>> BEGIN DATASET RECORDS

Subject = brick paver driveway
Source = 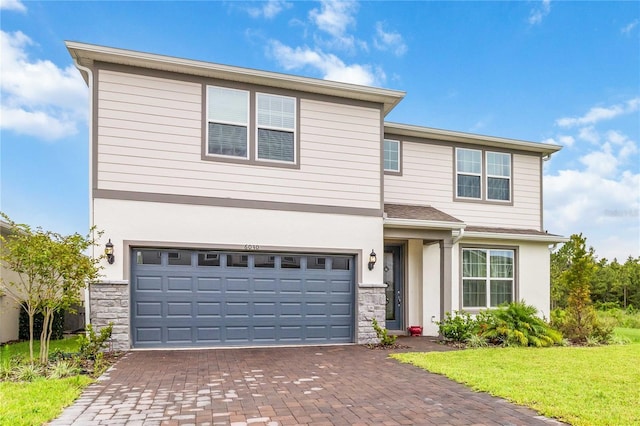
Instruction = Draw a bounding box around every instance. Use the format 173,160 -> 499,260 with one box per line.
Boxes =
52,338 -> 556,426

>> END DATASET RECORDS
>> BEGIN DATASET RECORDS

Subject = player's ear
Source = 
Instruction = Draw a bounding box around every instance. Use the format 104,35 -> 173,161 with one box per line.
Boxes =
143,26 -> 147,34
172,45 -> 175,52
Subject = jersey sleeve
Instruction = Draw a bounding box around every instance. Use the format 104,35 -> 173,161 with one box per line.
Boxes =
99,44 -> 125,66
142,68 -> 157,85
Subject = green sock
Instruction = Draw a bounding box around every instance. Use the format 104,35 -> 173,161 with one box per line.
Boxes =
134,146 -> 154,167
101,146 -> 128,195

>> END DATASET RECORDS
>> BEGIN DATASET RECORDS

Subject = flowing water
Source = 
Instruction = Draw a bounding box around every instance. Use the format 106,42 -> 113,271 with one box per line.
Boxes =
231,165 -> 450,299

>> END DATASET RECORDS

*EXERCISE DIRECTIONS*: Copy out the lines of the listing starting at the line containing "Subject = brick paver driveway" and ending at the line containing "52,338 -> 556,426", including both. Leave the pictures out of your answer.

*OUTPUT OF THE EXERCISE*:
Subject = brick paver driveway
Source = 
Instruction = Draw a bounding box around every instance. Use the format 173,160 -> 499,260 with one box per line.
Boxes =
52,338 -> 556,426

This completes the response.